-- Given problem --
Recast every line of the records below as a numbered list, leaving out the blank lines.

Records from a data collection
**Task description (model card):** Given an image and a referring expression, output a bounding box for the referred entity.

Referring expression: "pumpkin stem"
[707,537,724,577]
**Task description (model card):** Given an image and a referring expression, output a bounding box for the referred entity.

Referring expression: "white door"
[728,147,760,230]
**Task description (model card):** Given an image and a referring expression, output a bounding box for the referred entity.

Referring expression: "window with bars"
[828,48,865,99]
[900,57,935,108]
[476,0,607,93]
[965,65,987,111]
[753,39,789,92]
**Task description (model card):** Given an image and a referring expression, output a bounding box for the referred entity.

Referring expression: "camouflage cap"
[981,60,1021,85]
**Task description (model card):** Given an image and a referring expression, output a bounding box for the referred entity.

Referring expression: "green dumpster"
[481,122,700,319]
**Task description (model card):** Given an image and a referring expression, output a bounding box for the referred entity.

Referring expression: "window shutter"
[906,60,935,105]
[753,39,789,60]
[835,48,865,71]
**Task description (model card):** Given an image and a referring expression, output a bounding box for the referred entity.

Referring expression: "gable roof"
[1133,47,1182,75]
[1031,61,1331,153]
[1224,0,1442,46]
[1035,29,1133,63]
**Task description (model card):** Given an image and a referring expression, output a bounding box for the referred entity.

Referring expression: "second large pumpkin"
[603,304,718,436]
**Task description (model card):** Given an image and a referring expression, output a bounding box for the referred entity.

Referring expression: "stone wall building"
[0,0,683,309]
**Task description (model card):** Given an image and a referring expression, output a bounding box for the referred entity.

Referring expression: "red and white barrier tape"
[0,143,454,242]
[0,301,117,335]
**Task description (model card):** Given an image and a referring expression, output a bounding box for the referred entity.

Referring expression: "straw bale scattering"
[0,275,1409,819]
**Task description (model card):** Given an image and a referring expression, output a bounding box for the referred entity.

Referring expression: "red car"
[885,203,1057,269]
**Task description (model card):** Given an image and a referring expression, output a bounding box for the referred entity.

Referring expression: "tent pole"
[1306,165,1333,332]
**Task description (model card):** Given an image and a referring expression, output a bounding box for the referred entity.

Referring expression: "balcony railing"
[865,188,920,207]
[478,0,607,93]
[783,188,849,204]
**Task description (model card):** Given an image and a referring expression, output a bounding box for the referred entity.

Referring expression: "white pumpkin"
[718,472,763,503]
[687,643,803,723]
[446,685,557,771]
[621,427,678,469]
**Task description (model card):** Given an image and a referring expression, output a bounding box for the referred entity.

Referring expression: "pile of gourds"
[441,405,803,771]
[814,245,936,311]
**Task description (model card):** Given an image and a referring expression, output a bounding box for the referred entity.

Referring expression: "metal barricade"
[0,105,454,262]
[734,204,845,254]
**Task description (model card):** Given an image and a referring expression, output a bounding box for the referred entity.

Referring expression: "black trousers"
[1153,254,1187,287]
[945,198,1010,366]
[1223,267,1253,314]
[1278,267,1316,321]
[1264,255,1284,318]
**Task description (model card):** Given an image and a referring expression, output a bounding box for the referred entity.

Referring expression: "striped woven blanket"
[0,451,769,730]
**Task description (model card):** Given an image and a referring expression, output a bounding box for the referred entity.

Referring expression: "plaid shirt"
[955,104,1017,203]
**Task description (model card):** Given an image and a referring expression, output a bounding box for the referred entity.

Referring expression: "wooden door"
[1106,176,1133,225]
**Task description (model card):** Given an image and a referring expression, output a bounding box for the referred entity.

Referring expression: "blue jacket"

-- Answer to this task --
1. **Task description (model card):** Given an image and a referring expression, output a bounding box for the referred entity.
2. Referring expression: "pumpkin stem"
3. [707,537,724,577]
4. **Task description (model card):** Given an image and a referring expression, output a bounding box for the referred entity.
5. Referring expression: "white door"
6. [728,147,760,230]
7. **Task description (model card):** Given an image and a referring expression, output a bounding box for the referred entity.
8. Referring expression: "window with bars"
9. [828,48,865,99]
10. [900,57,935,108]
11. [476,0,607,93]
12. [965,65,987,111]
13. [753,39,789,92]
14. **Task description (model card):** Given an image and a referring expression, output a bounding box for the referred entity.
15. Referring expression: "camouflage cap"
16. [981,60,1021,85]
17. **Task description (model card):** Given an image and a referring expression, output a bounding box for the referred entity.
18. Referring expression: "green dumpster"
19. [481,122,700,319]
20. **Task description (model card):** Given an image and a referring expression, output a bounding box for the referred entity.
21. Referring expression: "window shutter"
22. [906,60,935,105]
23. [753,39,789,60]
24. [835,48,865,71]
25. **Task description (model card):** Given an image and a referring expression, output a bounding box for the referred entity.
26. Referring expression: "gable roof"
27. [1133,47,1182,75]
28. [1031,61,1331,153]
29. [1224,0,1442,46]
30. [1035,29,1133,63]
31. **Task description (model card):** Given an image and a referring expression, output a bounding box for the referred entity.
32. Referring expression: "second large pumpkin"
33. [603,304,718,436]
34. **Task description (model card):** Given an image and a referring expression, output a bounding box for the referred entity.
35. Referring expression: "stone wall building"
36. [0,0,683,309]
37. **Task description (model card):** Given an image and a referring expression, output a bounding box for the referred entity.
38. Referring expression: "red and white barrier tape"
39. [0,143,454,242]
40. [0,301,117,335]
41. **Task description (model card):** Given an image and a referring expression, output a bounding box for the referred entity.
42. Referring expression: "straw bale scattering"
43. [0,275,1409,819]
44. **Task description (model card):** Given an image and a referring expression, output a bounding box for the referred entity.
45. Referring expression: "red car"
46. [885,203,1057,269]
47. **Task description (model card):** Given an image and a referring expression, output a bounding box for the referred entity.
48. Referring expression: "tent pole"
49. [1306,165,1333,332]
50. **Task description (model card):** Given an image and a referring expression, output a bounding box for the referred entity.
51. Referring expression: "balcony railing"
52. [865,188,920,207]
53. [478,0,607,93]
54. [783,188,849,204]
55. **Task description (model card):** Given an image and a referring expression, output a bounding box for the referred entity.
56. Referring expression: "white pumpkin"
57. [718,472,763,503]
58. [687,643,803,723]
59. [446,685,557,771]
60. [621,427,678,469]
61. **Task description (model card):** Given an image and a referring expression, output a bounding box for the referred entity.
62. Referring expression: "pile of gourds"
63. [441,405,803,771]
64. [814,245,936,311]
65. **Task description (model card):** Given an image and a referring expression, output a bounding box for the referred entity.
66. Referring expression: "metal barricade"
67. [0,105,454,262]
68. [734,204,845,254]
69. **Task description (model card):** Given an image and a referring expression, output a bounding box for the referred entity.
70. Referring expression: "black trousers"
71. [1153,254,1187,287]
72. [945,198,1010,366]
73. [1223,267,1253,314]
74. [1278,267,1316,321]
75. [1264,255,1284,318]
76. **Task description (model card):** Given an image and a referring expression, output a bounding box for the referred entity.
77. Referring expression: "striped woven blanket"
78. [0,451,769,730]
79. **Task description (model card):** Given an image and a referring expression, output a bounding box for the referred entity.
80. Referring expression: "plaid shirt"
81. [955,104,1017,203]
82. **Task description (model card):** Given an image and a referring expression, output a bounding box for the referred entity.
83. Referring expression: "wooden door"
84. [1106,176,1133,225]
85. **Task description (model card):** Given an image and a referring expression, output a bounding box for the referred entity.
86. Referring expression: "blue jacket"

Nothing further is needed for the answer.